**Rows**:
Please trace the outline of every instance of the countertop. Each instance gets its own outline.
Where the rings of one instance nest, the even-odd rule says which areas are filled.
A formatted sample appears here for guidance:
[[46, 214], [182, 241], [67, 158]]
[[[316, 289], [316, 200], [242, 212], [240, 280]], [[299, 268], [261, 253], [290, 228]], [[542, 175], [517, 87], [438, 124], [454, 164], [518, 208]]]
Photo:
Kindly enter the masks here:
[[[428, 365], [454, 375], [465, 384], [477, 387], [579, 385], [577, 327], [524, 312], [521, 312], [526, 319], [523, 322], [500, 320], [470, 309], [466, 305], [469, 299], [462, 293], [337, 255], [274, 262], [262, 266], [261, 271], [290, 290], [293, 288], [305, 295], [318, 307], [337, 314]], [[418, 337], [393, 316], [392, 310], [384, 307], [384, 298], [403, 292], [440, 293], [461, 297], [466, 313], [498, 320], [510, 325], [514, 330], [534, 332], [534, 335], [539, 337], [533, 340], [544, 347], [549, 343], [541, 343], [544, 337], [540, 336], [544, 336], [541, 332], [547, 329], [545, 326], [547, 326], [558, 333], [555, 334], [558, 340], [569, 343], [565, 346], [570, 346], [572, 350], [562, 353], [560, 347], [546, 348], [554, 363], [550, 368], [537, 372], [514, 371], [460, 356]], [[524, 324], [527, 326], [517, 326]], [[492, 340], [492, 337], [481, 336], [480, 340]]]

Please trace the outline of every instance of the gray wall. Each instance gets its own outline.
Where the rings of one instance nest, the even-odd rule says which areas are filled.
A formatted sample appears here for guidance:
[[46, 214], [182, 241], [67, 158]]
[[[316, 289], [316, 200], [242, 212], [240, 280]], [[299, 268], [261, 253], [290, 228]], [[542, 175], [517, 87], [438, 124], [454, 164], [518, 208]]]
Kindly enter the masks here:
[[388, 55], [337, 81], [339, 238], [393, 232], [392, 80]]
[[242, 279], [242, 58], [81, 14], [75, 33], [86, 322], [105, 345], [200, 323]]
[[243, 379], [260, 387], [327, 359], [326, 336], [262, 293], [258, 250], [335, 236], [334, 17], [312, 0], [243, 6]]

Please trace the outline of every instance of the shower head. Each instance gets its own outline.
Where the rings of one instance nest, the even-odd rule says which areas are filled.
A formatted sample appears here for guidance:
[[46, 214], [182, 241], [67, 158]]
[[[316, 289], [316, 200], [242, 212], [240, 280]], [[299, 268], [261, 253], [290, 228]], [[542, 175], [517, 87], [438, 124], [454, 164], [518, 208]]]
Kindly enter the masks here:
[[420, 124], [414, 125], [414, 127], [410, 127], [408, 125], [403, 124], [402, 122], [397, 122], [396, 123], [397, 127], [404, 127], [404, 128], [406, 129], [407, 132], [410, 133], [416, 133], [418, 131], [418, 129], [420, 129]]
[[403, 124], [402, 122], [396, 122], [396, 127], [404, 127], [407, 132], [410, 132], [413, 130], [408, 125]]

**Problem to solve**:
Please rewrite all of the records above, changing "even-odd rule" to "nonzero winding rule" and keeping everything else the same.

**Response below**:
Please trace the outline of every instance of the countertop. Each instance gets its own outline.
Where the rings of one instance nest, the nonzero winding rule says which areas are filled.
A formatted sample appears here for guidance:
[[46, 214], [182, 241], [67, 158]]
[[[316, 289], [316, 200], [242, 212], [240, 280]], [[299, 268], [261, 253], [290, 228]], [[542, 175], [517, 87], [438, 124], [454, 164], [518, 208]]]
Photo:
Kindly enter the masks here:
[[[428, 365], [454, 375], [465, 384], [477, 387], [579, 385], [577, 327], [524, 312], [521, 312], [526, 319], [523, 322], [500, 320], [470, 309], [466, 305], [469, 299], [462, 293], [337, 255], [274, 262], [262, 266], [261, 271], [290, 290], [293, 288], [305, 295], [318, 307], [337, 314]], [[418, 337], [393, 316], [392, 310], [384, 307], [384, 298], [403, 292], [440, 293], [461, 297], [466, 313], [498, 320], [510, 325], [514, 330], [534, 332], [534, 335], [539, 337], [533, 340], [544, 347], [549, 343], [541, 343], [544, 337], [540, 336], [544, 336], [541, 332], [547, 329], [545, 326], [547, 326], [558, 333], [555, 334], [558, 340], [569, 343], [565, 346], [570, 346], [572, 350], [562, 353], [560, 347], [546, 348], [554, 363], [550, 368], [537, 372], [514, 371], [460, 356]], [[524, 324], [527, 326], [517, 326]], [[492, 340], [492, 337], [481, 336], [480, 340]]]

Please trace the outline of every instance of the gray wall. Each instance gets its own outline.
Where the rings of one instance nest, the nonzero winding rule says which areas are filled.
A formatted sample appears here for guidance:
[[46, 214], [182, 241], [67, 158]]
[[[316, 289], [316, 200], [242, 212], [240, 280]], [[299, 268], [261, 253], [290, 228]], [[542, 175], [517, 87], [438, 124], [454, 164], [518, 208]]]
Kindly enter the masks here:
[[388, 55], [337, 81], [339, 238], [393, 232], [392, 80]]
[[242, 279], [242, 58], [81, 14], [75, 33], [86, 322], [105, 345], [200, 323]]
[[243, 379], [260, 387], [327, 359], [326, 336], [262, 293], [258, 250], [335, 236], [334, 17], [312, 0], [243, 6]]

Please trace the outline of every instance of the shower head. Each instance gets its own outline.
Where the rings of one instance nest, the nonzero winding rule says which areas are filled.
A formatted sample appears here for guidance:
[[46, 214], [182, 241], [67, 158]]
[[[316, 289], [316, 200], [242, 212], [240, 280]], [[299, 268], [261, 253], [290, 228]], [[542, 175], [517, 87], [438, 124], [454, 164], [518, 208]]]
Kindly enter the masks here:
[[420, 124], [414, 125], [414, 127], [410, 127], [408, 125], [403, 124], [402, 122], [397, 122], [396, 123], [397, 127], [404, 127], [404, 128], [406, 129], [407, 132], [410, 133], [416, 133], [418, 131], [418, 129], [420, 129]]
[[403, 124], [402, 122], [396, 122], [396, 127], [404, 127], [407, 132], [410, 132], [413, 130], [408, 125]]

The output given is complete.